* Work to complete
Start at the line below containing "box: [222, 296, 360, 322]" and stop at the line containing "positive clicks: (305, 300)". Repeat every line of that stretch exactly, and nothing outside it.

:: Extracted data ::

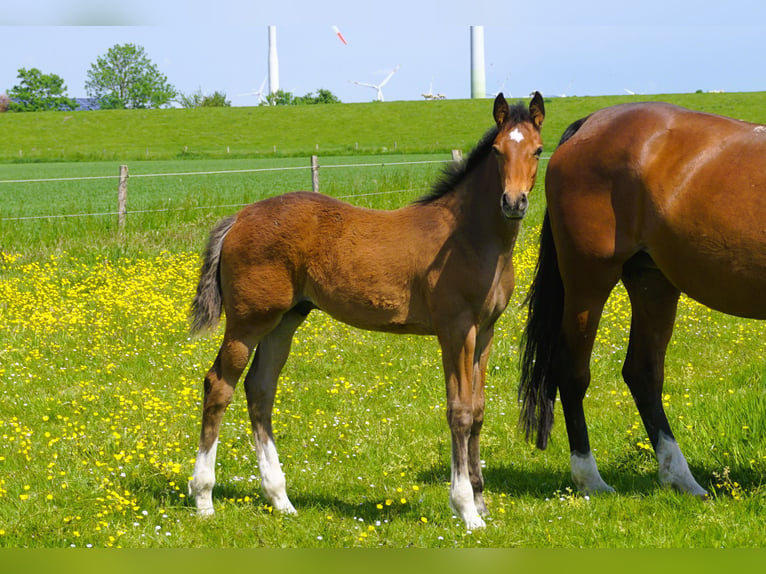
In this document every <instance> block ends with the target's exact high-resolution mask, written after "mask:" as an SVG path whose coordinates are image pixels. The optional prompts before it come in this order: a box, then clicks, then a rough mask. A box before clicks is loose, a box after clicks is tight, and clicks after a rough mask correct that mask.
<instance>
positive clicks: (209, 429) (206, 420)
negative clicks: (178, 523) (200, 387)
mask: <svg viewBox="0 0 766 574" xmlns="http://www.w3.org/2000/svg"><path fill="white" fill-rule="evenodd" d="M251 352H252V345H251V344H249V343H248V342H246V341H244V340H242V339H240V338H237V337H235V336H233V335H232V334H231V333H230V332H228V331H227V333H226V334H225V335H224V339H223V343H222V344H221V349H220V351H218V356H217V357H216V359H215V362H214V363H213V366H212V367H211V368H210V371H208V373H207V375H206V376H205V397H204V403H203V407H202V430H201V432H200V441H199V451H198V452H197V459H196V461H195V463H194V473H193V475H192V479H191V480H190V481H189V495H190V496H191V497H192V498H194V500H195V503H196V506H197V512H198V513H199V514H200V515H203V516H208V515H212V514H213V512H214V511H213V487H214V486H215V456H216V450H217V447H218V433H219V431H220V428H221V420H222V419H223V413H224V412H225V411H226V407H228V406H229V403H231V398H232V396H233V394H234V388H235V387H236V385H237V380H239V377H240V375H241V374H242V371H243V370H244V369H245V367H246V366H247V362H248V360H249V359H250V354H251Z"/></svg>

:::
:: Extracted data ::

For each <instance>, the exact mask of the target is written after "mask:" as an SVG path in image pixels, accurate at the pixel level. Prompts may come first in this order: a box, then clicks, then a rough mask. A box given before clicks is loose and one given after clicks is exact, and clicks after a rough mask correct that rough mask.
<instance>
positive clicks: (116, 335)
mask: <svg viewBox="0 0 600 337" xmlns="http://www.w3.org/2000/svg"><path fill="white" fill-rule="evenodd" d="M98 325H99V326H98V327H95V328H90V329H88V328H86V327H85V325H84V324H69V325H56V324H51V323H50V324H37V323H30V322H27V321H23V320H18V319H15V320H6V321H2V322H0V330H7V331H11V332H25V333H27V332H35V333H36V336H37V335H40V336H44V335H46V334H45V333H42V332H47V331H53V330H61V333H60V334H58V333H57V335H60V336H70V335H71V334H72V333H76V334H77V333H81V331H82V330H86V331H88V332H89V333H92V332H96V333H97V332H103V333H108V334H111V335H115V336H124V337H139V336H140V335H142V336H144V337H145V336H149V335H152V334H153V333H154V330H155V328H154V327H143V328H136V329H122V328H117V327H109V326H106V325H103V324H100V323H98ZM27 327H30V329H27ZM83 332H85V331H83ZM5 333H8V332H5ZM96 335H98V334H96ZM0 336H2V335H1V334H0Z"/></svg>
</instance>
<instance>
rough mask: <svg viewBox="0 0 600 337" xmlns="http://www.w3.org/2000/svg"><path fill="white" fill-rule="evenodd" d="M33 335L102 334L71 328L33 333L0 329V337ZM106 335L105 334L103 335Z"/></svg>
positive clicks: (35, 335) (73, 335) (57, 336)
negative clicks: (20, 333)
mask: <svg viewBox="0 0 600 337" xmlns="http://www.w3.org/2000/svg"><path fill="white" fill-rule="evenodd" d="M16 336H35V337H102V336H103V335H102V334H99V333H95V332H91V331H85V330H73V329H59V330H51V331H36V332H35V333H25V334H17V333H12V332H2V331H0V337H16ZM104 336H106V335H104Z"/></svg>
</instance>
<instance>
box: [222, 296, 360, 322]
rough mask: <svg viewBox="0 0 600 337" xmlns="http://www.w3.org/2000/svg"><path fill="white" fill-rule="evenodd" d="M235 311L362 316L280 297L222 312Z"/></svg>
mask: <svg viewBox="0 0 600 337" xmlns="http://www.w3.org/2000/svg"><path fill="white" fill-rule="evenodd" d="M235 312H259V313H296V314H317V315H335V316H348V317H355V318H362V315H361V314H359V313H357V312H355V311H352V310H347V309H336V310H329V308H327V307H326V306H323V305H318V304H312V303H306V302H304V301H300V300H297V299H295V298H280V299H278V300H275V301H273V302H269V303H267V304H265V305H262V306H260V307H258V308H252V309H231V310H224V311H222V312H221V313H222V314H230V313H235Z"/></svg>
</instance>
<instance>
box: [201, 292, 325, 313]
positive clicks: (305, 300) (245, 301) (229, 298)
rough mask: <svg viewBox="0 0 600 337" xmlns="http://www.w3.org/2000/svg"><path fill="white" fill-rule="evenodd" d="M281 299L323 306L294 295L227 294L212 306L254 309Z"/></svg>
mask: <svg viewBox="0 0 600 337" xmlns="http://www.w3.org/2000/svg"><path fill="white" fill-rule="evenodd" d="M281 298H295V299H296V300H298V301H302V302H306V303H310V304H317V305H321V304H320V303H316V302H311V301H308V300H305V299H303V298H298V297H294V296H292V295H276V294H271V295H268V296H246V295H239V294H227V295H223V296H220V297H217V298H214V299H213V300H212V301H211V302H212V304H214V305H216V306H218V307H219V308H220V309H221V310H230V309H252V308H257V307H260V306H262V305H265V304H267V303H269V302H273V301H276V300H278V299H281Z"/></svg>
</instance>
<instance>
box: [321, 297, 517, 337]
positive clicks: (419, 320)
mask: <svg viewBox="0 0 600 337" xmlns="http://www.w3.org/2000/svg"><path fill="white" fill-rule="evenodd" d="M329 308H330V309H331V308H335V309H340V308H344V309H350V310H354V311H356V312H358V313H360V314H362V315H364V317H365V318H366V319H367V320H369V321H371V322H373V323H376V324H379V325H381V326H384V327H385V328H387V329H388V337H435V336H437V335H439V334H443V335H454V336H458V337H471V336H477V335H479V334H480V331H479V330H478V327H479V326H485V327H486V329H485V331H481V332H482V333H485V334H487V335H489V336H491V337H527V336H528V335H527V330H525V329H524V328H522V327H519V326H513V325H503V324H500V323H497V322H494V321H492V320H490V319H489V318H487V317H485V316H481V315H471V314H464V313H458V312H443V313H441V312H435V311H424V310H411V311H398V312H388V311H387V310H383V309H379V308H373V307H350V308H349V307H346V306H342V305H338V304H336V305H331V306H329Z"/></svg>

:::
:: Extracted data ::

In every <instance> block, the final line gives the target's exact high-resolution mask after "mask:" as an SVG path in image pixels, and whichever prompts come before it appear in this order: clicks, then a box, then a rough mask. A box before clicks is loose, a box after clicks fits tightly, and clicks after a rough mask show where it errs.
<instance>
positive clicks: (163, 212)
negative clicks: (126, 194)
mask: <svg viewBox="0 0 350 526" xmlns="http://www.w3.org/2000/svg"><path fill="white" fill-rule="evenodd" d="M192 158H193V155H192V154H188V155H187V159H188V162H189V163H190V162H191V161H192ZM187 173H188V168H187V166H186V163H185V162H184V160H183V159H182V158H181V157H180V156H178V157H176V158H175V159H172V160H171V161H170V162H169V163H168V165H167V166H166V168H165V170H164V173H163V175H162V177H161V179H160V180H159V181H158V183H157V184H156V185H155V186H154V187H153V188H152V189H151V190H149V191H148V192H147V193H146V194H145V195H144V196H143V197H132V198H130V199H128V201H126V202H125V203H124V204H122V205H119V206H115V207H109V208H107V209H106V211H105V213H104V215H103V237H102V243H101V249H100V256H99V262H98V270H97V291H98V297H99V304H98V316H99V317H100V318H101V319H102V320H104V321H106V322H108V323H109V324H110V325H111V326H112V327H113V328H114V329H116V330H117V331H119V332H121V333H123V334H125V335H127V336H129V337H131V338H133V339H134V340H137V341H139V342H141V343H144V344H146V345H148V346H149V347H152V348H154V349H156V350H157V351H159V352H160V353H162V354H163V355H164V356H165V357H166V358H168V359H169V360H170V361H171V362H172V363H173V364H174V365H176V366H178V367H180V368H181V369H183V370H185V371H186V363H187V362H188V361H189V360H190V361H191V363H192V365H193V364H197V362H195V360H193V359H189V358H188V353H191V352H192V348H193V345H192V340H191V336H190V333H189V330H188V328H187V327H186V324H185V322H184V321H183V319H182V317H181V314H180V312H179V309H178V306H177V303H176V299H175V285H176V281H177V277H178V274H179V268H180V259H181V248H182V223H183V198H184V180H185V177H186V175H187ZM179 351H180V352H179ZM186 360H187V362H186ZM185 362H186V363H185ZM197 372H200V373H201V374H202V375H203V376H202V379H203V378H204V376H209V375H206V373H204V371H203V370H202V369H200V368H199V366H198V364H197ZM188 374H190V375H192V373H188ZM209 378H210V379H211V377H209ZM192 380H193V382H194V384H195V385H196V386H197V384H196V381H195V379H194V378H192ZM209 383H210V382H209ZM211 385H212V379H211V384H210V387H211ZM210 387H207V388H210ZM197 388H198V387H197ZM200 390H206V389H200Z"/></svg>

:::

* Exercise result
box: [222, 296, 360, 322]
rough mask: <svg viewBox="0 0 600 337" xmlns="http://www.w3.org/2000/svg"><path fill="white" fill-rule="evenodd" d="M235 311L362 316L280 297L222 312Z"/></svg>
mask: <svg viewBox="0 0 600 337" xmlns="http://www.w3.org/2000/svg"><path fill="white" fill-rule="evenodd" d="M235 312H259V313H296V314H317V315H335V316H348V317H355V318H362V315H361V314H359V313H357V312H355V311H352V310H347V309H336V310H329V308H327V307H326V306H323V305H318V304H312V303H306V302H304V301H300V300H297V299H295V298H280V299H278V300H275V301H273V302H269V303H267V304H265V305H262V306H260V307H258V308H252V309H231V310H224V311H222V312H221V313H222V314H230V313H235Z"/></svg>
</instance>
<instance>
box: [201, 292, 325, 313]
positive clicks: (305, 300) (245, 301) (229, 298)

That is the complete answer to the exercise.